About this exercise » Respond with exact copies of the lines running from the line that contains "Target: lamp post" to the end of the material.

Source material »
►

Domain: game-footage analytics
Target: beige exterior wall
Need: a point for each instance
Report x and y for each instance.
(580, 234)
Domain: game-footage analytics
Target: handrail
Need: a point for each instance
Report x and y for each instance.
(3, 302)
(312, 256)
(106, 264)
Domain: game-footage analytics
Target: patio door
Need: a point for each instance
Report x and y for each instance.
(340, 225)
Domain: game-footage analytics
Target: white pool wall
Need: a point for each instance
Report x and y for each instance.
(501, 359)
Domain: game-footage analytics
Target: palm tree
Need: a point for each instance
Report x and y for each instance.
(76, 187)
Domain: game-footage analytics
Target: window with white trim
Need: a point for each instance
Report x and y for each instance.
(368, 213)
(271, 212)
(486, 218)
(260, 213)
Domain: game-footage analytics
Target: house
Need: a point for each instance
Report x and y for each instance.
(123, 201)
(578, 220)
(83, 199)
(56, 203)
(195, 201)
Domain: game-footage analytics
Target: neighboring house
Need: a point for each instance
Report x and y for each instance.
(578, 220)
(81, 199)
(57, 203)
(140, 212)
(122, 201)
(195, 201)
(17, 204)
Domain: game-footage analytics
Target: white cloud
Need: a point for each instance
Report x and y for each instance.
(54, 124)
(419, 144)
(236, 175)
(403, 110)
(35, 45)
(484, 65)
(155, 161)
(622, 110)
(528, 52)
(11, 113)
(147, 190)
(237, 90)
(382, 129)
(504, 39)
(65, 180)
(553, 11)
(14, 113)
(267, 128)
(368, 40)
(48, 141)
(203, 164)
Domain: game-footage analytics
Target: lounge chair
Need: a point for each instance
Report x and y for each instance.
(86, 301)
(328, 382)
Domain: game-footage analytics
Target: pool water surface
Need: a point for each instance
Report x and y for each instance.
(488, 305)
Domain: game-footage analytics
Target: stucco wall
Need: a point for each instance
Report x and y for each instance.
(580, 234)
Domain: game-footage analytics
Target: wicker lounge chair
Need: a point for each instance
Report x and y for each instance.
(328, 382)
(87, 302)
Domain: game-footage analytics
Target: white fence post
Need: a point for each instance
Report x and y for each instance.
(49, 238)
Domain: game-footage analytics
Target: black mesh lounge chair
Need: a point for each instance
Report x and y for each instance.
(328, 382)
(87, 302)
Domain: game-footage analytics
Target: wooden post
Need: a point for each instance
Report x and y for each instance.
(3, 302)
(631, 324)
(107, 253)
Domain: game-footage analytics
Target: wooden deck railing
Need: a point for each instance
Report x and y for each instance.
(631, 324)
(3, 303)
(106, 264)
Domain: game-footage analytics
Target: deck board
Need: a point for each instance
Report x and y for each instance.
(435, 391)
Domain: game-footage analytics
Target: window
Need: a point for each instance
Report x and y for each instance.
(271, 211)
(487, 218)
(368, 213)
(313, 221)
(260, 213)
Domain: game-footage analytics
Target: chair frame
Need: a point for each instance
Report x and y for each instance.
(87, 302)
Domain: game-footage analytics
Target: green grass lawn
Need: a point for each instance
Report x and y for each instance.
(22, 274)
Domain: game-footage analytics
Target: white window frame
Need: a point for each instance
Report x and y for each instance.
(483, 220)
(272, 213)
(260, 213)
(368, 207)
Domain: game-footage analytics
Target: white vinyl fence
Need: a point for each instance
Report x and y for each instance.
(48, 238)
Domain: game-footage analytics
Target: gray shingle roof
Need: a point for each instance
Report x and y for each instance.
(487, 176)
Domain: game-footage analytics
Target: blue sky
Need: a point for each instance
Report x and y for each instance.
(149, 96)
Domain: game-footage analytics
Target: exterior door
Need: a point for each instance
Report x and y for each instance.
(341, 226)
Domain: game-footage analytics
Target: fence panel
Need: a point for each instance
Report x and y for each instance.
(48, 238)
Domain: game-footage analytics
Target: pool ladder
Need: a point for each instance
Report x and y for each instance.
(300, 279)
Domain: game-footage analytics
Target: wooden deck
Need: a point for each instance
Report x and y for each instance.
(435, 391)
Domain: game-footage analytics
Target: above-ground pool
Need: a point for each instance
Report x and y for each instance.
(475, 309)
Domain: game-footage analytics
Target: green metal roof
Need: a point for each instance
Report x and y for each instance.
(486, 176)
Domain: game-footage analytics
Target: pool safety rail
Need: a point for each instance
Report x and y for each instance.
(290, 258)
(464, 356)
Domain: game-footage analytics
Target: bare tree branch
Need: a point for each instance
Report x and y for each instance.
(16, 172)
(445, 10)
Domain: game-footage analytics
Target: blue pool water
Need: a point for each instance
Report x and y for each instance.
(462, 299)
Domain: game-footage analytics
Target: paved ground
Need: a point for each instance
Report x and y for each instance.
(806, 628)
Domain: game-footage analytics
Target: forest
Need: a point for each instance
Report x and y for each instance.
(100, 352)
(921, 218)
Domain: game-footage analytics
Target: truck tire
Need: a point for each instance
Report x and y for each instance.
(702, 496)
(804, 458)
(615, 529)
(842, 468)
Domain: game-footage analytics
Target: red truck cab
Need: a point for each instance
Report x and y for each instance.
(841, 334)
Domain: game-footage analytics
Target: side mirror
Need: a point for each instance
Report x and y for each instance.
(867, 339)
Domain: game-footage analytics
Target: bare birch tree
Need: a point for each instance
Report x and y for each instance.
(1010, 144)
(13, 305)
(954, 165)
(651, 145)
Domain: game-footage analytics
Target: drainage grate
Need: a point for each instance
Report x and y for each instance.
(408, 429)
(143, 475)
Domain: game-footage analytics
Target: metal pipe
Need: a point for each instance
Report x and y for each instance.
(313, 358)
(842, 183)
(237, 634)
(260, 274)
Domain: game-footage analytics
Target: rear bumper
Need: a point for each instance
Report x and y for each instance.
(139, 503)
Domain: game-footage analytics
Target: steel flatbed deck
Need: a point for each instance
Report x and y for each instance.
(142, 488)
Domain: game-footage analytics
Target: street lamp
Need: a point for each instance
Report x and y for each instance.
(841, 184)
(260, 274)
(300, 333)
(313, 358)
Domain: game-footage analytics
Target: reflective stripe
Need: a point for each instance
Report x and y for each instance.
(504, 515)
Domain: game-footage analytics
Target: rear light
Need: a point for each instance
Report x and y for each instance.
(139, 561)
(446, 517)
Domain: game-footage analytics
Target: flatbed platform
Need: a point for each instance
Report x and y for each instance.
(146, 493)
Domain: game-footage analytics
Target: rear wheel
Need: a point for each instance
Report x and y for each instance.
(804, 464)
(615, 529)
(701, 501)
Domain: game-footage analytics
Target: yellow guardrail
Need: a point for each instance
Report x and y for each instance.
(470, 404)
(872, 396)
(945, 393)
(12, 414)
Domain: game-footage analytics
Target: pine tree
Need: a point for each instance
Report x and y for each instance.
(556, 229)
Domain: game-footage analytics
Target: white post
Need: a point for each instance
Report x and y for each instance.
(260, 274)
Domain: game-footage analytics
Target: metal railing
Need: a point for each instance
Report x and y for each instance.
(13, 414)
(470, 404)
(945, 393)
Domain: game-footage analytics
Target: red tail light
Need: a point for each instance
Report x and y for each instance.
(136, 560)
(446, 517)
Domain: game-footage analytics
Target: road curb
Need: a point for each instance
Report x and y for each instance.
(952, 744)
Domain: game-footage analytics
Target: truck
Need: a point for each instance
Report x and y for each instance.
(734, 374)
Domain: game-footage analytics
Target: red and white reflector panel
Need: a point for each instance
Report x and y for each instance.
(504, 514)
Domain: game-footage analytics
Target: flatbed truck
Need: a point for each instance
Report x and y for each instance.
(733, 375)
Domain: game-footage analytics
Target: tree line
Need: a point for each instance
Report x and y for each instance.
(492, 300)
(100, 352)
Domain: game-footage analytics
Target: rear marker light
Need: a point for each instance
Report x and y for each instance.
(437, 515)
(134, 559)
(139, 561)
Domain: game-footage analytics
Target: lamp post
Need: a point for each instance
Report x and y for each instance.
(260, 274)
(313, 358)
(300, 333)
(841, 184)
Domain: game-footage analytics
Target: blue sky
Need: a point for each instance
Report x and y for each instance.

◄

Answer to this exercise »
Target: lamp post
Need: a point for each instance
Report x and y for each instance.
(260, 274)
(313, 358)
(300, 333)
(841, 184)
Domain: game-footage analytics
Target: blue sky
Need: a point for each instance
Report x and y for each instance.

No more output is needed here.